Dataset records:
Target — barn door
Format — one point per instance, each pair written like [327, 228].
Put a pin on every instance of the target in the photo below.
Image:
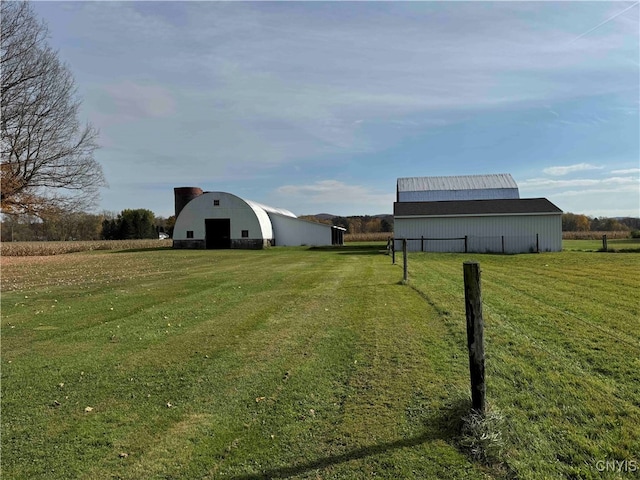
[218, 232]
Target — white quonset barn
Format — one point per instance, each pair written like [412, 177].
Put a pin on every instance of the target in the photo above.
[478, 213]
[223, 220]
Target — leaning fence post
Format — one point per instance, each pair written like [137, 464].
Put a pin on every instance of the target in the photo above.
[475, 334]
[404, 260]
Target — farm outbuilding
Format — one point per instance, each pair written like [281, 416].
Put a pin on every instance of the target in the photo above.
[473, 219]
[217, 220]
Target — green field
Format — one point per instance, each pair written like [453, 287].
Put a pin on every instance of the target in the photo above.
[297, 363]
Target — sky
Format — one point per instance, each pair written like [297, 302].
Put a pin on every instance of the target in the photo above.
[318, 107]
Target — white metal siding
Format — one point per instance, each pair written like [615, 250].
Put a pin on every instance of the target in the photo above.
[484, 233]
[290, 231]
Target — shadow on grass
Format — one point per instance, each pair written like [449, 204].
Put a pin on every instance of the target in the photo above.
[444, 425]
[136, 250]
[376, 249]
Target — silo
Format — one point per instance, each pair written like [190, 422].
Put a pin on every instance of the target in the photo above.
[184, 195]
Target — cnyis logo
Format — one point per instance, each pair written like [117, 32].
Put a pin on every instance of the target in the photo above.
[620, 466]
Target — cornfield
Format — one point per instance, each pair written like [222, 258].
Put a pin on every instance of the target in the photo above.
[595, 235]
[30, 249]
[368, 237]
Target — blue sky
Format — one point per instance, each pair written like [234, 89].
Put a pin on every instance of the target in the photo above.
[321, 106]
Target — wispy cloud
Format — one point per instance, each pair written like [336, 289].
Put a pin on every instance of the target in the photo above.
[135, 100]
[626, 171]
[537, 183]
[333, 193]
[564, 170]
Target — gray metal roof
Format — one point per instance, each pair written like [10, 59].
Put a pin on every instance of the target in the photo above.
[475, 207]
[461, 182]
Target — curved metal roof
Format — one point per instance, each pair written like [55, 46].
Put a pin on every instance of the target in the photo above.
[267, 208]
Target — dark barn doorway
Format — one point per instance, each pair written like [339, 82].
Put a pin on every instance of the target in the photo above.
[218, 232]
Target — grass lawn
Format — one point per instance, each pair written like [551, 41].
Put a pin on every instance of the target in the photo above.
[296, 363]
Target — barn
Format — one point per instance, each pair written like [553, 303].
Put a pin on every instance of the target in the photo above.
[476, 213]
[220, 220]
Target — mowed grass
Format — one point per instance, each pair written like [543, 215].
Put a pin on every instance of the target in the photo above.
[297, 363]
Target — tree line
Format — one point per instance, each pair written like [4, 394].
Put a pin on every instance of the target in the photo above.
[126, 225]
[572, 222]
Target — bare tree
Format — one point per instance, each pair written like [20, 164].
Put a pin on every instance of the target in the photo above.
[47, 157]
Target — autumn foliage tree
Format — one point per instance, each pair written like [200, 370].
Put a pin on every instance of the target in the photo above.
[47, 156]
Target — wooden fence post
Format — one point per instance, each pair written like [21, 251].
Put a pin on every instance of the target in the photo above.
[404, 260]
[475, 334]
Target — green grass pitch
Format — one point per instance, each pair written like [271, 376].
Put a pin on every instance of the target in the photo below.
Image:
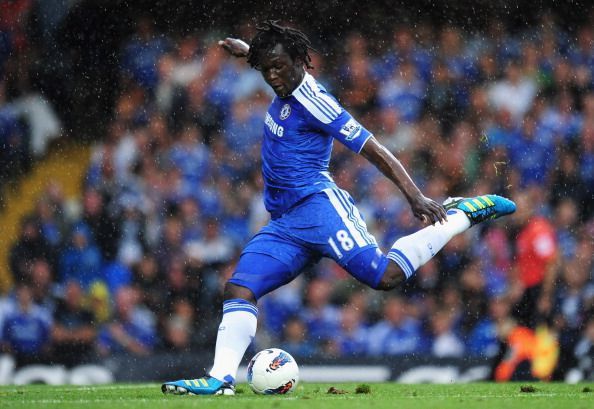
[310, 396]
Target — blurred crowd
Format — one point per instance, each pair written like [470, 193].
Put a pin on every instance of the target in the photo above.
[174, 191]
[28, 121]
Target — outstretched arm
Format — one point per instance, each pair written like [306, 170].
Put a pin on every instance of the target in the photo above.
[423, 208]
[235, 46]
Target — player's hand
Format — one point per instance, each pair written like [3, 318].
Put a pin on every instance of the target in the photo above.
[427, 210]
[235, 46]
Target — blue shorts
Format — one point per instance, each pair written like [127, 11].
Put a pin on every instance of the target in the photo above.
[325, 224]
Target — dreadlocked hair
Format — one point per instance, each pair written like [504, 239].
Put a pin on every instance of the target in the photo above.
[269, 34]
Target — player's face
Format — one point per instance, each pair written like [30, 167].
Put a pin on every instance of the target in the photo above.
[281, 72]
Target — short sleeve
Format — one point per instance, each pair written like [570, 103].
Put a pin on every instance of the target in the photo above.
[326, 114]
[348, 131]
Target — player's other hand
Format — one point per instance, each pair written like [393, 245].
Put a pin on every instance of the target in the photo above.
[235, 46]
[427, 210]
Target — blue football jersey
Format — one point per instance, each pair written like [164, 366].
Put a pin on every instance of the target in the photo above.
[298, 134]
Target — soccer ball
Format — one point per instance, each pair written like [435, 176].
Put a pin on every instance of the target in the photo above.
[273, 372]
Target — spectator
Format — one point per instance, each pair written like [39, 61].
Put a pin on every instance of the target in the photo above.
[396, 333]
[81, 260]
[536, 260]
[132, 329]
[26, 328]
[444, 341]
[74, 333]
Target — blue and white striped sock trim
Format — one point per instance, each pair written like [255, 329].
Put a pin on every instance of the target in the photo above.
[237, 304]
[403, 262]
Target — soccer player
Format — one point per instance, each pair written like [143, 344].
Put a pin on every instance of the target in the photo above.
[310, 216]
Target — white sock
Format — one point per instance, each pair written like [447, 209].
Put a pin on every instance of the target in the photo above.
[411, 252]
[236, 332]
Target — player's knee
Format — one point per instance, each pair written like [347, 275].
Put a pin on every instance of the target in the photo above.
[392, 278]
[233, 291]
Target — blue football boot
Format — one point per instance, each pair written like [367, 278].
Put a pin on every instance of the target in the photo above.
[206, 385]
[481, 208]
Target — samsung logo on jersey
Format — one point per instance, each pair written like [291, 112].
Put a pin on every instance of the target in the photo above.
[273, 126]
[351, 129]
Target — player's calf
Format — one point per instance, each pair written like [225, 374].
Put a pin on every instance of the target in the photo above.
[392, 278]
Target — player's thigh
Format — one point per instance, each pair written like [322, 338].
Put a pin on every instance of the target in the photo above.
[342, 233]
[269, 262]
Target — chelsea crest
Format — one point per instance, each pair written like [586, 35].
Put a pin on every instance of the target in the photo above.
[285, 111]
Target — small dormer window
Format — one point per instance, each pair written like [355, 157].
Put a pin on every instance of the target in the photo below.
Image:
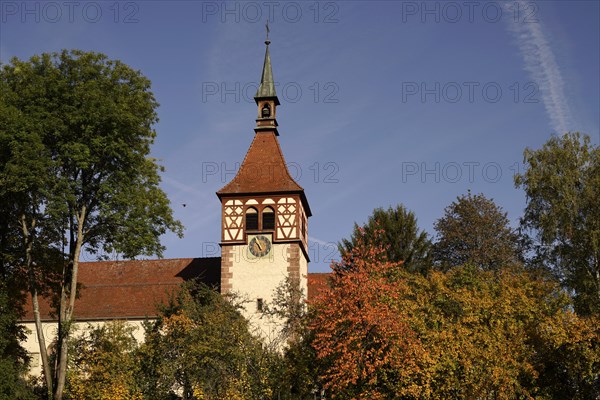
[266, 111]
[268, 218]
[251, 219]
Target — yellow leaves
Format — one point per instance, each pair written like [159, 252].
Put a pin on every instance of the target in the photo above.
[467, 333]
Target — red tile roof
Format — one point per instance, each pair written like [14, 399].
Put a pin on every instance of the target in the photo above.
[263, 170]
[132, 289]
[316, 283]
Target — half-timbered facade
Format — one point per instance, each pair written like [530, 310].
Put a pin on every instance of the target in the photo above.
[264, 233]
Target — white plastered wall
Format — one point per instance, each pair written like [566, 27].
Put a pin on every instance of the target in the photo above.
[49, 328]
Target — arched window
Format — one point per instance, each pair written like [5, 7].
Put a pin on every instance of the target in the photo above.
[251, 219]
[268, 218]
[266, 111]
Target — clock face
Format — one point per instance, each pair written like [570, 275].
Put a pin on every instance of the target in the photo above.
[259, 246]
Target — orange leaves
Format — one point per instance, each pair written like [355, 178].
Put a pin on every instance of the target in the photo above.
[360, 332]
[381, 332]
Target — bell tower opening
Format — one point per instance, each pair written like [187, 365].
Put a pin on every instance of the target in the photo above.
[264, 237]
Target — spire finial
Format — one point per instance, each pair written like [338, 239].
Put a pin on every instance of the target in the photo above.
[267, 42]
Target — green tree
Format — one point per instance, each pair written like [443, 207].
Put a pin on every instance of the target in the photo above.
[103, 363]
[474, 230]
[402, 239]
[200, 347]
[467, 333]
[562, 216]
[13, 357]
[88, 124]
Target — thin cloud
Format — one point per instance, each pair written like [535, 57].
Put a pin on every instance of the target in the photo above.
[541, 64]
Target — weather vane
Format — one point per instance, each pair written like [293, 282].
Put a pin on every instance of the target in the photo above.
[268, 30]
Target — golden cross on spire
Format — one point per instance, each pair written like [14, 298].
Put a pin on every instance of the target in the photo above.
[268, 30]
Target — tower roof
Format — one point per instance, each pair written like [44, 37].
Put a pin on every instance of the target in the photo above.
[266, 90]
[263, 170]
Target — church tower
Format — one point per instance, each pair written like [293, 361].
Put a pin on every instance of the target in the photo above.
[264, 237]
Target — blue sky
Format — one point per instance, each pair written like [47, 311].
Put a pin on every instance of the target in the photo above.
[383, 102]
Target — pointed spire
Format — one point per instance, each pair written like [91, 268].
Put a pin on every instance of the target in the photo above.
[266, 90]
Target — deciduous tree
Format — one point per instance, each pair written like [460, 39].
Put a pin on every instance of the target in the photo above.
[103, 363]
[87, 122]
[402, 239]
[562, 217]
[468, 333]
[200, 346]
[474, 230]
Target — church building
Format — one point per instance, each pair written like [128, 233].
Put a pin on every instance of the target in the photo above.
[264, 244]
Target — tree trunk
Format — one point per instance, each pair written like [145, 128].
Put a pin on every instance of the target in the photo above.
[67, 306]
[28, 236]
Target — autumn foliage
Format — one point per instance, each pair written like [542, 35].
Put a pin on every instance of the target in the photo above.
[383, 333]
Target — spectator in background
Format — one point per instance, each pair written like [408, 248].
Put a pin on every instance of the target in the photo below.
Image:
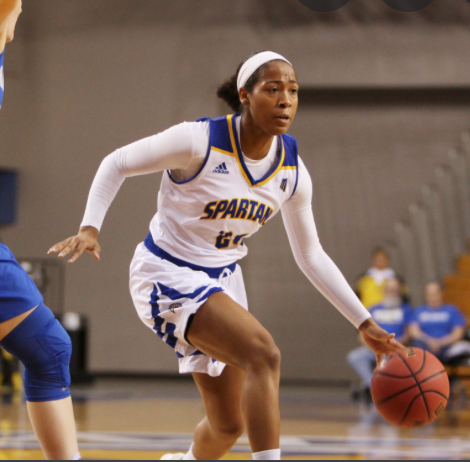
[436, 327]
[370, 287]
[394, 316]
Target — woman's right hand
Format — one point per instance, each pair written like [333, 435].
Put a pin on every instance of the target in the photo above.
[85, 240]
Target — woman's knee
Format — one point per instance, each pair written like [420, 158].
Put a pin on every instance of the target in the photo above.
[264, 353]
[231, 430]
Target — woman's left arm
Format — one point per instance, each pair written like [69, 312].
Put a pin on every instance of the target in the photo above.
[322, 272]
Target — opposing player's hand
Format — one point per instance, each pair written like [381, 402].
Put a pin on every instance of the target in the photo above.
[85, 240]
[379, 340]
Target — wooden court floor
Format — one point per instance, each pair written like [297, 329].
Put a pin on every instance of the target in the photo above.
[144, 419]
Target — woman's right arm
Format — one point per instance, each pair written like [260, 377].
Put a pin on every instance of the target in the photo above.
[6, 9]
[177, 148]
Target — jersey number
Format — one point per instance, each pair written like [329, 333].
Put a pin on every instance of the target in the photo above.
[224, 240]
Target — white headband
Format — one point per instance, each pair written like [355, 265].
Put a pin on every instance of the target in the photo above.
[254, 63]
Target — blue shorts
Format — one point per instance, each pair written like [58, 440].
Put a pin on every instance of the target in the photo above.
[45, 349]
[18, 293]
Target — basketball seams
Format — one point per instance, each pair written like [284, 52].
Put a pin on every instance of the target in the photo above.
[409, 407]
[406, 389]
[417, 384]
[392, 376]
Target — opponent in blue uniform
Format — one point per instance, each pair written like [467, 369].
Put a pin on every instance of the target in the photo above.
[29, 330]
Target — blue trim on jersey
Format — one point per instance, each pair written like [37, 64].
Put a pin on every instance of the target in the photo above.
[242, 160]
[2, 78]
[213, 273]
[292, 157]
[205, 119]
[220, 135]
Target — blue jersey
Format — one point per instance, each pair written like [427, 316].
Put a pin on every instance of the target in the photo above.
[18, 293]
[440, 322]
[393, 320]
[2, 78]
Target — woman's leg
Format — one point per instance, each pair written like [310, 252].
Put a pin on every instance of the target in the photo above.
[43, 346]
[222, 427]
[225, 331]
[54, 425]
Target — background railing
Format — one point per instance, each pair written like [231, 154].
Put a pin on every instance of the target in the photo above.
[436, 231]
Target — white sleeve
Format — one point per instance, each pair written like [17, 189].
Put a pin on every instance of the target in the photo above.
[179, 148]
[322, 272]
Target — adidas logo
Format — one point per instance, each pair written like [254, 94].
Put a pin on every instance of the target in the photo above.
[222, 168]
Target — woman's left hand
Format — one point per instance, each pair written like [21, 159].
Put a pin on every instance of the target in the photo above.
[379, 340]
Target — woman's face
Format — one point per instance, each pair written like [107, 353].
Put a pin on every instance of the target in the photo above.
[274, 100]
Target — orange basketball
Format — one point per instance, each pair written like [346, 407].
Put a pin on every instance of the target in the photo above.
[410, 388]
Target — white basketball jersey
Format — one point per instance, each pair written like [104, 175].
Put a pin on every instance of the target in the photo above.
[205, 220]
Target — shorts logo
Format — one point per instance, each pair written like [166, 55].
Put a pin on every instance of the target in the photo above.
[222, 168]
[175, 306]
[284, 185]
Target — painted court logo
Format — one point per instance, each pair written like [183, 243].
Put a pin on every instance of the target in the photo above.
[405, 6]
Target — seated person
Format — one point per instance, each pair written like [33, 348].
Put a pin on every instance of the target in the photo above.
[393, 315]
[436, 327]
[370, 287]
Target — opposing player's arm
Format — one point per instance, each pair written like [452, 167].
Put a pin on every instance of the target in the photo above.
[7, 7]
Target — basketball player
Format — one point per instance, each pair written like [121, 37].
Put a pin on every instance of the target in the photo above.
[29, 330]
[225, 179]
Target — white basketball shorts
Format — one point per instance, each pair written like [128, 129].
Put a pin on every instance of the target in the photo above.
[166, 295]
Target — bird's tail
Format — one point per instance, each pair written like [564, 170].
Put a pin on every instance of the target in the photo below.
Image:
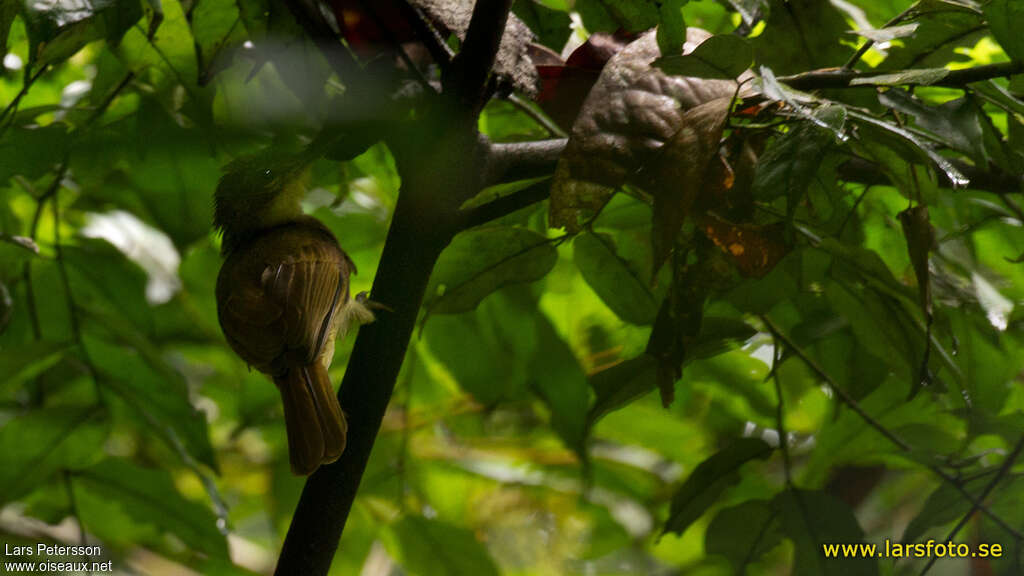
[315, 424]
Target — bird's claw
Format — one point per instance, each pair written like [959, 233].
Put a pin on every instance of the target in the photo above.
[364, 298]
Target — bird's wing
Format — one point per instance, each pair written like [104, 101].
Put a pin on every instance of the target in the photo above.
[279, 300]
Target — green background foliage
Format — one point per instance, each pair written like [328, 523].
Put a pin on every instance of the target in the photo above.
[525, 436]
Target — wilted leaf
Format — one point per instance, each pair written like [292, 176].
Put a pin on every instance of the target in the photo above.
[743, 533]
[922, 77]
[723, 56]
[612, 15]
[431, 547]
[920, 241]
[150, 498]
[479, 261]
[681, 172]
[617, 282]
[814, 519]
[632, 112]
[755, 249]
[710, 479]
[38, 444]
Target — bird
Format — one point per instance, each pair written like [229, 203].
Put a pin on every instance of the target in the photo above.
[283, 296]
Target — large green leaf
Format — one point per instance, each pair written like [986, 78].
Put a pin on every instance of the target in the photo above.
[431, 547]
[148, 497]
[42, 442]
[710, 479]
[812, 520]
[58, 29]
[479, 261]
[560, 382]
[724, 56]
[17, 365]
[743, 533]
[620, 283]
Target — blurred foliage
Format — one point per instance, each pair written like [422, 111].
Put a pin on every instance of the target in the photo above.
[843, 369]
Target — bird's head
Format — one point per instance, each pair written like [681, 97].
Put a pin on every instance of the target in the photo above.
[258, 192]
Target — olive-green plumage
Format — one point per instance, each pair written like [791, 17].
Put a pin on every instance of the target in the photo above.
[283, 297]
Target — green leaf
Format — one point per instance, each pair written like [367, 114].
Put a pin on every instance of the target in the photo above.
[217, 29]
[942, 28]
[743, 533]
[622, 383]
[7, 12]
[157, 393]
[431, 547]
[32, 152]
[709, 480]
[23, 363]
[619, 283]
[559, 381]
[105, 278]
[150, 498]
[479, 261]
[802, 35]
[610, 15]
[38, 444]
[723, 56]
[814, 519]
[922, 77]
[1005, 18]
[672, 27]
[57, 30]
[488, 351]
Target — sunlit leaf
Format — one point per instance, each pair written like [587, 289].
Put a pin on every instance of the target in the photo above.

Given instruction: Starting with the line that contains "Target — large green leaf", repeat each line through the last one exactly as it appears. Include both ends and nothing more.

Solution:
Target — large green leaf
Format — one point per instance, each pair written like [986, 78].
Put a pin on every instance of the target in the photo above.
[431, 547]
[148, 497]
[42, 442]
[710, 479]
[812, 520]
[58, 29]
[479, 261]
[560, 382]
[724, 56]
[17, 365]
[743, 533]
[620, 283]
Target — blurred foliage
Format — one point per instance, each pair written like [422, 111].
Put a pin on every instance of the target in the photo above.
[843, 369]
Target — bird's head
Format — one point per instance, each pair written like [681, 97].
Put a pin on every instance of the target in the photo above.
[258, 192]
Target — olive-green plumage
Format — one point per instance, each pair written like [791, 17].
Put a pin on every instance of the target in the photo above.
[283, 297]
Target — green leaf
Format — one point per instance, each pair written like [367, 114].
Put a pin on every instance of the target in the photo above.
[217, 29]
[942, 28]
[743, 533]
[622, 383]
[7, 12]
[157, 393]
[431, 547]
[32, 152]
[709, 480]
[23, 363]
[619, 283]
[559, 381]
[105, 278]
[150, 498]
[479, 261]
[802, 35]
[610, 15]
[38, 444]
[723, 56]
[814, 519]
[922, 77]
[1005, 18]
[672, 27]
[57, 30]
[488, 351]
Target — sunlit leaf
Format — one point per instance, each pair written like [587, 289].
Put a pin on every instance of the target in the photo above.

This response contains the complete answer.